__WHAT IS REQUIRED__
Please reproduce, exactly and with nothing added, the lines of the material below that run from the one containing "Wildlife-tally request: put a marker on the crowd" to the end.

━━━━━━━━

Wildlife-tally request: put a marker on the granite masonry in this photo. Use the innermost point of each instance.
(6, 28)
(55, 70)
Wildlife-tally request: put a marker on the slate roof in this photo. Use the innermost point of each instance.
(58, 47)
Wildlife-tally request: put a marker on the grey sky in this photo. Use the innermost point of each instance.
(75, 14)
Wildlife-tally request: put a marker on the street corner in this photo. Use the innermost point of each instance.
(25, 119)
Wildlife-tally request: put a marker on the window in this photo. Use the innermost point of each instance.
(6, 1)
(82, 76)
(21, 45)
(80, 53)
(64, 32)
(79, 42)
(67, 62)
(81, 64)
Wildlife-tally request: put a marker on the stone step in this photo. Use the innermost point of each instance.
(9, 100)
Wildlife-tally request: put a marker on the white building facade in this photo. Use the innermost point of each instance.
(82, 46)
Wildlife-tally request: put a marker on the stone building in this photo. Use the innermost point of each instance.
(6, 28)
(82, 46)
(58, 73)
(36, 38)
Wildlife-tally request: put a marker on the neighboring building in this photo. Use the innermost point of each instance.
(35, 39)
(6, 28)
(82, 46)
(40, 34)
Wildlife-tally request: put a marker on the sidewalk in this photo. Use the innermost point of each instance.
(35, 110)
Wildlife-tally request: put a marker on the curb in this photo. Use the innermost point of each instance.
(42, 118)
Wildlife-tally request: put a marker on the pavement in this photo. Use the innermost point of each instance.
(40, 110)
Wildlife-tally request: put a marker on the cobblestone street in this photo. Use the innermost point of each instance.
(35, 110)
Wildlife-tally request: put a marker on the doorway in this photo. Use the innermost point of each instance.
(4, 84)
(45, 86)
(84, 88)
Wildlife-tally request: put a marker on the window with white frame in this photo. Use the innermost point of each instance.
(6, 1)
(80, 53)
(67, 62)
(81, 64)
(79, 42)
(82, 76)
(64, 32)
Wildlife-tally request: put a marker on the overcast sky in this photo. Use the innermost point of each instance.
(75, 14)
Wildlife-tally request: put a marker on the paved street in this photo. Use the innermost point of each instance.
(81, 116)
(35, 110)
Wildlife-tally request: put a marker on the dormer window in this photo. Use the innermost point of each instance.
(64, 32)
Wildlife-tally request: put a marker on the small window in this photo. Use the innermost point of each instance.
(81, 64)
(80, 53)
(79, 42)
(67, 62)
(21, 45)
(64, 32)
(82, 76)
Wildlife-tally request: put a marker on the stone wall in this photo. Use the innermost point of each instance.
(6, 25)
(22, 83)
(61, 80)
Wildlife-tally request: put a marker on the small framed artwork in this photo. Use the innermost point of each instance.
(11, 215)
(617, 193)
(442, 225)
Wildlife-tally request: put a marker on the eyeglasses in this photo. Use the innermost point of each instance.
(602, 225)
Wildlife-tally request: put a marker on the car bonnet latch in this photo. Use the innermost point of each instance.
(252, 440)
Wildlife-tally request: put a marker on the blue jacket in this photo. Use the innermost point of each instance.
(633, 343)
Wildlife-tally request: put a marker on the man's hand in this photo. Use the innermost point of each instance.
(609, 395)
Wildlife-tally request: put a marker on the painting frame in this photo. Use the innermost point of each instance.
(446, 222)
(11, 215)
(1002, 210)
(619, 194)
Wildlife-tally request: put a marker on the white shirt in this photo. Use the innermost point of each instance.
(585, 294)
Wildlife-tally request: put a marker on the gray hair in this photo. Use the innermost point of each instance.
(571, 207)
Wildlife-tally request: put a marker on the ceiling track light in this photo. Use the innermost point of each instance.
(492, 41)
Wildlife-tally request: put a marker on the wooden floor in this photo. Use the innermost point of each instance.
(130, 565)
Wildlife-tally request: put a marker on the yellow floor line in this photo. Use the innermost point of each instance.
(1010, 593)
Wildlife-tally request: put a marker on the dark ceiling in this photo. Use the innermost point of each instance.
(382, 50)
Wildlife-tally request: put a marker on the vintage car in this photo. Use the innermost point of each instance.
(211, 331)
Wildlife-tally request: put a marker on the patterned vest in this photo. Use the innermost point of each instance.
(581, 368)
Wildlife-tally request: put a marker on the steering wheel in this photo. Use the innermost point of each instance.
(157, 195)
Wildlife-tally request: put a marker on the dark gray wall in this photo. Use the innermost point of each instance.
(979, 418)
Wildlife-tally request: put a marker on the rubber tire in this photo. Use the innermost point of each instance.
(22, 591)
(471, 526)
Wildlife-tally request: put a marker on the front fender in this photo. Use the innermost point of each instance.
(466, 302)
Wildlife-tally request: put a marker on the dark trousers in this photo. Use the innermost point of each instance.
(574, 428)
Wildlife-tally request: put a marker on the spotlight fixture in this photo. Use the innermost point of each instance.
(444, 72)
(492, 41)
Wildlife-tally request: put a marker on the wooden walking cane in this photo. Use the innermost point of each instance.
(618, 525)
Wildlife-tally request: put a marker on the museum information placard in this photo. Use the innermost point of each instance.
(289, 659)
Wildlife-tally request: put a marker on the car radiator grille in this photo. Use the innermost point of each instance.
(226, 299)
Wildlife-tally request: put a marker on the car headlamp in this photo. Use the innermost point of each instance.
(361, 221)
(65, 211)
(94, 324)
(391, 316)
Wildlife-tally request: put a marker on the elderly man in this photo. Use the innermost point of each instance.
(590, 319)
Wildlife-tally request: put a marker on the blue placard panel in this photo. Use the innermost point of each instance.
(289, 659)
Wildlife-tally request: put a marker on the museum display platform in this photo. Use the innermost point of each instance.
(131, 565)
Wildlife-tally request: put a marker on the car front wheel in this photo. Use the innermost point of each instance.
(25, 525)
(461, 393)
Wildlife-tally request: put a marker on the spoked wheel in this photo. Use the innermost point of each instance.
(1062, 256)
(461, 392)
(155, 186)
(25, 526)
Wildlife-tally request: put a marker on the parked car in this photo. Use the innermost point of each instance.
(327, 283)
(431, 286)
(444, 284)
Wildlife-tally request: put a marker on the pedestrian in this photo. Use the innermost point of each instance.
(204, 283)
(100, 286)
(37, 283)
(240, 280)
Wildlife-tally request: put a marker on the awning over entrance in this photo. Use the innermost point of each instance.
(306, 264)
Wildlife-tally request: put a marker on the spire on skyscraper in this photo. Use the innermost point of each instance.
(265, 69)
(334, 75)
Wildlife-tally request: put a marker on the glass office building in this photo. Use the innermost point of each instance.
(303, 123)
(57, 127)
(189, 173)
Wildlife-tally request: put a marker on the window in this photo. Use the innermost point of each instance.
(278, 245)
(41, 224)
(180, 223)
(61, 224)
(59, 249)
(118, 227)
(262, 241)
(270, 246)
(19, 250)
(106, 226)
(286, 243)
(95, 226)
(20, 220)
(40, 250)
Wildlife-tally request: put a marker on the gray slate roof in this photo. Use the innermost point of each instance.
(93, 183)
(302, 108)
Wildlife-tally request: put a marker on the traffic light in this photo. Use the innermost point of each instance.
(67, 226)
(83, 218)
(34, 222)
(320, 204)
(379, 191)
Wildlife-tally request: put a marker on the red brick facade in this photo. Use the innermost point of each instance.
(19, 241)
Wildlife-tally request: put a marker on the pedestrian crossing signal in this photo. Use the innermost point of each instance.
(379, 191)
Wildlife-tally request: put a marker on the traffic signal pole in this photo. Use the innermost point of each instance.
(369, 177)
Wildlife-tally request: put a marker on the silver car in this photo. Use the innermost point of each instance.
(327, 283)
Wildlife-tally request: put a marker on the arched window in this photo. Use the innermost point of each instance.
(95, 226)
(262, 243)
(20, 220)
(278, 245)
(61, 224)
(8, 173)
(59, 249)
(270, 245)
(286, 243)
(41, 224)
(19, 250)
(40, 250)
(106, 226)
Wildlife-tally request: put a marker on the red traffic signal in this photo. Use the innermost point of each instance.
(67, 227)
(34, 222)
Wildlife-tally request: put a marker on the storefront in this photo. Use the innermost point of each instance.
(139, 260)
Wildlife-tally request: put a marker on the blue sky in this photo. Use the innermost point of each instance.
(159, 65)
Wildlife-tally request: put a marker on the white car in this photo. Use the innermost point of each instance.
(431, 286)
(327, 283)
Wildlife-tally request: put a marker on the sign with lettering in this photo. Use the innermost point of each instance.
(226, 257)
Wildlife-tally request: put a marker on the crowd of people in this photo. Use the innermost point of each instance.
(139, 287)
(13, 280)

━━━━━━━━

__OUTPUT FOR THIS TASK__
Wildlife-tally request: put a marker on the crowd of people in this photo. Use the innermost point of each instance.
(139, 287)
(13, 280)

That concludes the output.